*The problem:* Copy each entry as it stands, leaving nothing out.

*Data for analysis:*
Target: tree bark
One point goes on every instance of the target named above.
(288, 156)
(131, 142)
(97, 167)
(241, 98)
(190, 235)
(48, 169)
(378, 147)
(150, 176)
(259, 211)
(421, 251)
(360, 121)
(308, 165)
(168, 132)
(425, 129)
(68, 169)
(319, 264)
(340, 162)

*Answer section:*
Target: tree bark
One point goes on every instance of the target named above.
(288, 156)
(131, 142)
(97, 167)
(241, 98)
(190, 235)
(48, 169)
(378, 147)
(150, 176)
(259, 211)
(421, 251)
(360, 121)
(308, 165)
(168, 132)
(425, 129)
(68, 169)
(319, 264)
(340, 162)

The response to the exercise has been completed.